TASK DESCRIPTION: For every line in the entries that contains "below", show the whole line.

DATASET RECORDS:
────────────────────────────────────────
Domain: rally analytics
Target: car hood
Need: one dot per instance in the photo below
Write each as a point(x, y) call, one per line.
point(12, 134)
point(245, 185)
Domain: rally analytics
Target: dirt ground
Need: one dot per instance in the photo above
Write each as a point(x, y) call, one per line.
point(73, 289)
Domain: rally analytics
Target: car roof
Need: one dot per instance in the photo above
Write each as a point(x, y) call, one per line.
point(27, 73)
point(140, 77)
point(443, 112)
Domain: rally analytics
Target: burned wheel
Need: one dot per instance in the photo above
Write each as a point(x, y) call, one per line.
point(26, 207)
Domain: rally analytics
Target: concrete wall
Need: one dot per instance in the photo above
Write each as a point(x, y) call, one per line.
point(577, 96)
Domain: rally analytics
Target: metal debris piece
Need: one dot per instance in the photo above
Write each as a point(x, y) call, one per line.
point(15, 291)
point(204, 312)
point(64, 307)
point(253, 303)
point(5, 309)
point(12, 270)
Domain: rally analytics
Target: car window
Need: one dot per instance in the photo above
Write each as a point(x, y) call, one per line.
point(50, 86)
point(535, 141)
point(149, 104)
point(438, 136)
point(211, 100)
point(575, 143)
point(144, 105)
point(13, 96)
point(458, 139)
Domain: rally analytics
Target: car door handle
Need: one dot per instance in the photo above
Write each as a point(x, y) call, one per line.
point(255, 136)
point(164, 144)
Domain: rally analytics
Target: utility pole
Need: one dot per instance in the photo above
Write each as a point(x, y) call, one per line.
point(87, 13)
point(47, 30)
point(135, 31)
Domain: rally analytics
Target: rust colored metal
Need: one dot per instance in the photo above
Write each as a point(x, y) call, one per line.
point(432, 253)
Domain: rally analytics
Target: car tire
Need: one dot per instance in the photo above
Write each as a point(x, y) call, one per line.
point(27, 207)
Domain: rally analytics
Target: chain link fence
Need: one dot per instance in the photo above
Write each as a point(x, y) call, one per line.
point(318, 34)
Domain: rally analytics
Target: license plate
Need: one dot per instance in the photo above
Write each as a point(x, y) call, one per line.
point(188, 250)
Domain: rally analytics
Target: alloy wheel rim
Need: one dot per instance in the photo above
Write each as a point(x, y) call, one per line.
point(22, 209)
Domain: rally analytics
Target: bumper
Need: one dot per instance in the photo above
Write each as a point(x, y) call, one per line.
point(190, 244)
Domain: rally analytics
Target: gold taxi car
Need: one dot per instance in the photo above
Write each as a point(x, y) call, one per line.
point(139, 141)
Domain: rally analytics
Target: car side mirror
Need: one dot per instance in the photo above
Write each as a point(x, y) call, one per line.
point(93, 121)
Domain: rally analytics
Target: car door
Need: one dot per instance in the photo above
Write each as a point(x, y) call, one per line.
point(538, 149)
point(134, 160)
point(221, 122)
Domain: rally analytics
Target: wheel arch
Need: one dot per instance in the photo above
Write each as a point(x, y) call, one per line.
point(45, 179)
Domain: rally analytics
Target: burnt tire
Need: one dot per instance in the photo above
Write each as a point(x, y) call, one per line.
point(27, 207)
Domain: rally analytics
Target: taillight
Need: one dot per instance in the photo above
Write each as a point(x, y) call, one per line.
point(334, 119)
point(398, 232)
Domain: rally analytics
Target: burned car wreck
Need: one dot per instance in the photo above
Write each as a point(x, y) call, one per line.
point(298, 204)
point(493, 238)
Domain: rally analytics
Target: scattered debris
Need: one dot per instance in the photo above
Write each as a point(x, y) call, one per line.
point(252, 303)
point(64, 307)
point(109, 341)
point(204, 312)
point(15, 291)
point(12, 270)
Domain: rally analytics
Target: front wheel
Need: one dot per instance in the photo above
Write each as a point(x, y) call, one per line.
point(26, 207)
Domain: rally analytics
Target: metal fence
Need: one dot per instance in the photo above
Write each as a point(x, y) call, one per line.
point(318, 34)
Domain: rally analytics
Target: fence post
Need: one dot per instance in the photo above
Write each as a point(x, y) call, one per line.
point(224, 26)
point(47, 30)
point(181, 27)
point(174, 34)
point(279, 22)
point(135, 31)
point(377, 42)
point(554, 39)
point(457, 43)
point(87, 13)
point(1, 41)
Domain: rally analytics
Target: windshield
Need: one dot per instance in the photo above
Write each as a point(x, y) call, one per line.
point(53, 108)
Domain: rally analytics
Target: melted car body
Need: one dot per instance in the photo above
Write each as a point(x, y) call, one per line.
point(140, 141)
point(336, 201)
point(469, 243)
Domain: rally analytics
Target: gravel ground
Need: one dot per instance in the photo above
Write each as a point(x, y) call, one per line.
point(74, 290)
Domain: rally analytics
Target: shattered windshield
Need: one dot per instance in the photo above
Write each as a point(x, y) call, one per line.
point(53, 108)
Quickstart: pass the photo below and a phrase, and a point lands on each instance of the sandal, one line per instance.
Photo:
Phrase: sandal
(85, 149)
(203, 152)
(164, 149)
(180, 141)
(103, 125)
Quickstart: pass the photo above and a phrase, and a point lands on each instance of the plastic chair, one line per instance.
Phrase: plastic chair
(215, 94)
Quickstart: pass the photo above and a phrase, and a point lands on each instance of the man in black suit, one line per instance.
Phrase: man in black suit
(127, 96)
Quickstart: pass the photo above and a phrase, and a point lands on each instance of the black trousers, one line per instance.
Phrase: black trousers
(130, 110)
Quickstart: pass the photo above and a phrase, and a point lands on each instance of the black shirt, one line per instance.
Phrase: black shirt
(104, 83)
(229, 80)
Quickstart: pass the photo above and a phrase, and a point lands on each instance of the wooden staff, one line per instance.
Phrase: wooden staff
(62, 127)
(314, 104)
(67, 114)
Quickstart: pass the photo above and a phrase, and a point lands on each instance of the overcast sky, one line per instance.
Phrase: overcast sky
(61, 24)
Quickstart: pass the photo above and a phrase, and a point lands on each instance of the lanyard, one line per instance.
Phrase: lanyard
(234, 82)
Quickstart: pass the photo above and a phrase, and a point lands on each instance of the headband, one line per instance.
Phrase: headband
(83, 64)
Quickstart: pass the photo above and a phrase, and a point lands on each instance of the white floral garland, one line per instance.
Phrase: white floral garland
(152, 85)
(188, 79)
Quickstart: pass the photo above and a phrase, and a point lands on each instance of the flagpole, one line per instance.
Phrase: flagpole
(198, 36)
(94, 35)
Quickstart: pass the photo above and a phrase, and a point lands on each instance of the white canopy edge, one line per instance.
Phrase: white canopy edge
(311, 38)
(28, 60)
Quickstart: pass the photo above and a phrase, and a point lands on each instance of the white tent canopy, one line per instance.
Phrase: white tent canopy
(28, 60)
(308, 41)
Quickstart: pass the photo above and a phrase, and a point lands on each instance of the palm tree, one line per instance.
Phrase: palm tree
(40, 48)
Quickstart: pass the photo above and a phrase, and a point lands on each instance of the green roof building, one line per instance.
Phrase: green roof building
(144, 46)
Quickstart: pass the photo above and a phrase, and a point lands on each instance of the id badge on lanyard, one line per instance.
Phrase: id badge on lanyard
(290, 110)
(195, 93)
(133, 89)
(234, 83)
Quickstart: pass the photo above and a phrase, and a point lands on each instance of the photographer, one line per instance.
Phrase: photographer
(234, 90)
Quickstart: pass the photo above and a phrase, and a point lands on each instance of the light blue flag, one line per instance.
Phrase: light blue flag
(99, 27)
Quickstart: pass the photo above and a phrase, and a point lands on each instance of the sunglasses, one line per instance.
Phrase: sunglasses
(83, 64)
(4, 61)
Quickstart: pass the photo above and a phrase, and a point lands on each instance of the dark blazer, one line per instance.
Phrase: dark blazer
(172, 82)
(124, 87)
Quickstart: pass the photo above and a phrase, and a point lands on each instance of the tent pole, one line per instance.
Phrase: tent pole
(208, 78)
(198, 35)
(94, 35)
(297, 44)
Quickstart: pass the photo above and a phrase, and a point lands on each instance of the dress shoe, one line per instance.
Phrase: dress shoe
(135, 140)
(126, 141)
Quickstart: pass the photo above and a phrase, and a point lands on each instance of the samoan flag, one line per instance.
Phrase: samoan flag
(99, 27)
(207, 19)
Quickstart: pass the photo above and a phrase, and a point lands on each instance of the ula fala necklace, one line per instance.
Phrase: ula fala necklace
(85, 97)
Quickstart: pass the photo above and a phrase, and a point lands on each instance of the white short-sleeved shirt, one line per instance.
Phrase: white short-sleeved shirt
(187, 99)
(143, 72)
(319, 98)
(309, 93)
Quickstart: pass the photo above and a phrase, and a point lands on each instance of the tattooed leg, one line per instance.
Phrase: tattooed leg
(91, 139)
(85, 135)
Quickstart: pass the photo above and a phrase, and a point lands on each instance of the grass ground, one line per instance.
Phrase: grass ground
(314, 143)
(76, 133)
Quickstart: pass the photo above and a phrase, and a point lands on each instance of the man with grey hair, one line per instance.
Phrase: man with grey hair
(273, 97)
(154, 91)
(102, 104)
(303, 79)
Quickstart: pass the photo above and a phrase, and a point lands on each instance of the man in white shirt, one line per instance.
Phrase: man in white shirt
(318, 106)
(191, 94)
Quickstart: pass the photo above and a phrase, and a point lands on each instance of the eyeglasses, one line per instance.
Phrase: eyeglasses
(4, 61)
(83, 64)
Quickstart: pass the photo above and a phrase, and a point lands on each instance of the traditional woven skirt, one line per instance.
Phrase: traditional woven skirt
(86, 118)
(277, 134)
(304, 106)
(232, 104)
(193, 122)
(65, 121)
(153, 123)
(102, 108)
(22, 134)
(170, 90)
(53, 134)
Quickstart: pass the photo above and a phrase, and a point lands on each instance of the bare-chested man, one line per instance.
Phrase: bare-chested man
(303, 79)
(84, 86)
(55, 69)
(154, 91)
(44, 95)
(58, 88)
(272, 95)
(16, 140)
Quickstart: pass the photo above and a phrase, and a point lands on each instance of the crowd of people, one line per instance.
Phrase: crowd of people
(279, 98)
────────────────────────────────────────
OUTPUT OF THE TASK:
Need: one dot per instance in the photo below
Quickstart: pass the photo below and a phrase, and a point lands on each instance of the sandal, one line per instance.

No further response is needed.